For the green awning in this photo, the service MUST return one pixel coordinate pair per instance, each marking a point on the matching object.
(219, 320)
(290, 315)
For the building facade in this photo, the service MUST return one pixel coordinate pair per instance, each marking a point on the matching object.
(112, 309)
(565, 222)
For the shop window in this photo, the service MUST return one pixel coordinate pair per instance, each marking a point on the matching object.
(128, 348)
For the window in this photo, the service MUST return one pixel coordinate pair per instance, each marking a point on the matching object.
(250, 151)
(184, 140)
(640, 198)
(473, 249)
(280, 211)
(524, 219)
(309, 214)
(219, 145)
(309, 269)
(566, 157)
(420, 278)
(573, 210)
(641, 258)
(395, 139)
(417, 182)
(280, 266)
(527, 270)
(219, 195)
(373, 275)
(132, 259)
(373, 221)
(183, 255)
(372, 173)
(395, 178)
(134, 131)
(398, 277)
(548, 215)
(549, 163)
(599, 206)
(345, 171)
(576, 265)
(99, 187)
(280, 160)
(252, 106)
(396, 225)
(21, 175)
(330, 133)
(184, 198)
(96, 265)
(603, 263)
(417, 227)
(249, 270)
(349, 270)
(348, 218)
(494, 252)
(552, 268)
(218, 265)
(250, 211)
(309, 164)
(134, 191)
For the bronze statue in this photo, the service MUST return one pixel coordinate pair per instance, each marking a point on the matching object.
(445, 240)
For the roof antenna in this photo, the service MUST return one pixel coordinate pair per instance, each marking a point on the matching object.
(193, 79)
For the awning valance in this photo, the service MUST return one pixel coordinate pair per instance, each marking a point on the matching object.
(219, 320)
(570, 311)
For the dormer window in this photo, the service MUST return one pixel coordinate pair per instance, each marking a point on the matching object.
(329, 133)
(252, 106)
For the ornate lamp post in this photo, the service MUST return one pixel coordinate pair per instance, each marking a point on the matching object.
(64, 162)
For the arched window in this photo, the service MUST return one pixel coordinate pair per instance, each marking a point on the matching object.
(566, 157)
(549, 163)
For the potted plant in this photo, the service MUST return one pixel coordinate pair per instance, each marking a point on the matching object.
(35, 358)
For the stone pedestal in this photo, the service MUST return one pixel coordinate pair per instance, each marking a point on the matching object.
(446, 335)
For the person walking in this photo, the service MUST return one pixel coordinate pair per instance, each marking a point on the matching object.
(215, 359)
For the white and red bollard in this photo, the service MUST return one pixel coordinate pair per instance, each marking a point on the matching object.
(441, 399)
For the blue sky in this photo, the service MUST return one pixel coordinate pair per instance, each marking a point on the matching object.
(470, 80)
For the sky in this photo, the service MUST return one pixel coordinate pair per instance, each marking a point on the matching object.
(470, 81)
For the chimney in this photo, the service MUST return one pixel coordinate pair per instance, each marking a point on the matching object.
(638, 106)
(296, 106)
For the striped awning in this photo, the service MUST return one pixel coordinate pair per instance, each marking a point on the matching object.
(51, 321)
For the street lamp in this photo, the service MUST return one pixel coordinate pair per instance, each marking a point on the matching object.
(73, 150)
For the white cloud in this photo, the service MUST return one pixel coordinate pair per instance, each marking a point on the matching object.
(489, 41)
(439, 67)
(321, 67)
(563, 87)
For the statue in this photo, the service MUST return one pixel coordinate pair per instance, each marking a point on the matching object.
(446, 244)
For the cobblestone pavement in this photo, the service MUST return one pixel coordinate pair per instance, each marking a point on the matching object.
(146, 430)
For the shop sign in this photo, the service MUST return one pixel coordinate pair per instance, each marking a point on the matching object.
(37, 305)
----------------------------------------
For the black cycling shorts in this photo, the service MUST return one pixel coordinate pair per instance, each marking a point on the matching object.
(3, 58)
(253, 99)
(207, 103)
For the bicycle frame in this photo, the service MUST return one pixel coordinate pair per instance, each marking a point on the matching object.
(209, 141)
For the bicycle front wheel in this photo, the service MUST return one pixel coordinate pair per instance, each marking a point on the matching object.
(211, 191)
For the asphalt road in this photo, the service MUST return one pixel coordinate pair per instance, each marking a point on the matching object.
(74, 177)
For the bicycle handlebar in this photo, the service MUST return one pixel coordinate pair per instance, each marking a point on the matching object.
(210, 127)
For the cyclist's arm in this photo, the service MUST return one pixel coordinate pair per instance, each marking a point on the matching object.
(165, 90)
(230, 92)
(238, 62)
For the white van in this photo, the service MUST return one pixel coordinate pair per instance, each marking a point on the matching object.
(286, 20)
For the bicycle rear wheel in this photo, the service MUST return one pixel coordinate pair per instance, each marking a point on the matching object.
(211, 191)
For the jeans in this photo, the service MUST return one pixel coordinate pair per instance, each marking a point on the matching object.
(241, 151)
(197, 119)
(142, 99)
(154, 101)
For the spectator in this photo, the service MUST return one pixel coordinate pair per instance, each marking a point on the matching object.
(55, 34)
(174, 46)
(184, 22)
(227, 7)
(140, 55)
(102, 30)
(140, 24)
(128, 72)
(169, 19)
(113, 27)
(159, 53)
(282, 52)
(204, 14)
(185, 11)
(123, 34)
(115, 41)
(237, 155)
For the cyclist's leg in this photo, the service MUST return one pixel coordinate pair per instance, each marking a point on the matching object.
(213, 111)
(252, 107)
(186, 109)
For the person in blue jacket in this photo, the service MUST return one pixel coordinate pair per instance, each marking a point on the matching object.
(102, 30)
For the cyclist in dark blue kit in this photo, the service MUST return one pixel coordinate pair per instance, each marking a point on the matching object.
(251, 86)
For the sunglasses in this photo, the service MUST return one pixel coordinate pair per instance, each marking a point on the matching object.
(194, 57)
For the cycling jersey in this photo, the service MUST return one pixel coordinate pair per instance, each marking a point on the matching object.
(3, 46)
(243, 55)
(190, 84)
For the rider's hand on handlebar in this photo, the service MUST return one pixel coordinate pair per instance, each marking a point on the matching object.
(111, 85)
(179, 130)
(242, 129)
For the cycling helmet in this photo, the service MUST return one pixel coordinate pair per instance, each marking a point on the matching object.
----------------------------------------
Instructions for the task -
Extract from the data above each line that contains the string "shop", matching case exactly.

Exercise output -
For the shop window in this photo, the service MUST return one pixel coordinate pair per instance, each marking a point on the matching object.
For the shop sign in this photo, the service MUST return one pixel coordinate pair per instance, each marking a point on the matching object.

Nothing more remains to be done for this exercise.